→ Problem:
Please give the listing below as a numbered list of its lines, leaving out any blank lines.
[[ Records for the exercise open ]]
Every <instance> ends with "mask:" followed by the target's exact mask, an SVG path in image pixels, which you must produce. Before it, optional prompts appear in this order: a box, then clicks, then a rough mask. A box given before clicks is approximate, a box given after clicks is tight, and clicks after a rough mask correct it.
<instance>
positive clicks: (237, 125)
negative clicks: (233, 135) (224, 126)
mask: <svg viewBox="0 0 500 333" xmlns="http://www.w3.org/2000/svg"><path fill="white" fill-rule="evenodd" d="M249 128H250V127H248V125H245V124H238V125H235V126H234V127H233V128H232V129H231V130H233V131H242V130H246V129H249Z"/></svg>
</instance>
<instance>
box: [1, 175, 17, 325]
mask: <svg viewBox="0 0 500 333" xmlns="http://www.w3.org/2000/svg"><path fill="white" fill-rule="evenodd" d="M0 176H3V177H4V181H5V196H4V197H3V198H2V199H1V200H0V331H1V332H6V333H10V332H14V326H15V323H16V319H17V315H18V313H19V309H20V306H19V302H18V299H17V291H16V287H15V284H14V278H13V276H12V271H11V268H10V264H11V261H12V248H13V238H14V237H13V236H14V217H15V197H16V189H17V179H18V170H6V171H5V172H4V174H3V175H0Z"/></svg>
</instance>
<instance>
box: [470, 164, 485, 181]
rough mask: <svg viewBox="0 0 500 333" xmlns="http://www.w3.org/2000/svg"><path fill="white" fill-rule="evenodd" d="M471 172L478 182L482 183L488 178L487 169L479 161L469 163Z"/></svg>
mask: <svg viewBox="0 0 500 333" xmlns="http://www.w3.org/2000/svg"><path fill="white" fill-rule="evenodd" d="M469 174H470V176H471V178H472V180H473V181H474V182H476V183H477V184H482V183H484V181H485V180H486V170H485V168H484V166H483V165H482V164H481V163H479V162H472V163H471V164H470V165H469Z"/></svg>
[[ Records for the exercise closed ]]
→ Expected answer:
1. Every <instance> ends with "mask:" followed by the target's exact mask, an SVG path in image pixels, which you must produce. Before it, optional prompts appear in this order: a box, then clicks, then a rough mask. A box given before clicks is approximate, a box given after clicks is tight, and clicks after a rough mask correct it.
2. <instance>
3. positive clicks: (237, 125)
4. negative clicks: (233, 135) (224, 126)
5. mask: <svg viewBox="0 0 500 333" xmlns="http://www.w3.org/2000/svg"><path fill="white" fill-rule="evenodd" d="M249 128H250V127H248V125H245V124H238V125H235V126H234V127H233V128H232V129H231V130H233V131H242V130H246V129H249Z"/></svg>
6. </instance>
7. <instance>
8. box: [1, 175, 17, 325]
9. mask: <svg viewBox="0 0 500 333" xmlns="http://www.w3.org/2000/svg"><path fill="white" fill-rule="evenodd" d="M0 176H3V177H4V181H5V196H4V197H3V198H2V199H1V200H0V331H1V332H6V333H10V332H14V326H15V323H16V319H17V315H18V313H19V309H20V306H19V302H18V299H17V291H16V287H15V284H14V278H13V276H12V271H11V268H10V264H11V261H12V248H13V238H14V237H13V236H14V217H15V197H16V189H17V179H18V170H6V171H5V172H4V174H3V175H0Z"/></svg>
10. </instance>
11. <instance>
12. box: [470, 164, 485, 181]
13. rough mask: <svg viewBox="0 0 500 333" xmlns="http://www.w3.org/2000/svg"><path fill="white" fill-rule="evenodd" d="M471 172L478 182L482 183L488 178L487 169L479 161L469 163Z"/></svg>
14. mask: <svg viewBox="0 0 500 333" xmlns="http://www.w3.org/2000/svg"><path fill="white" fill-rule="evenodd" d="M469 174H470V176H471V178H472V180H473V181H474V182H476V183H477V184H482V183H484V181H485V180H486V170H485V168H484V166H483V165H482V164H481V163H479V162H472V163H471V164H470V165H469Z"/></svg>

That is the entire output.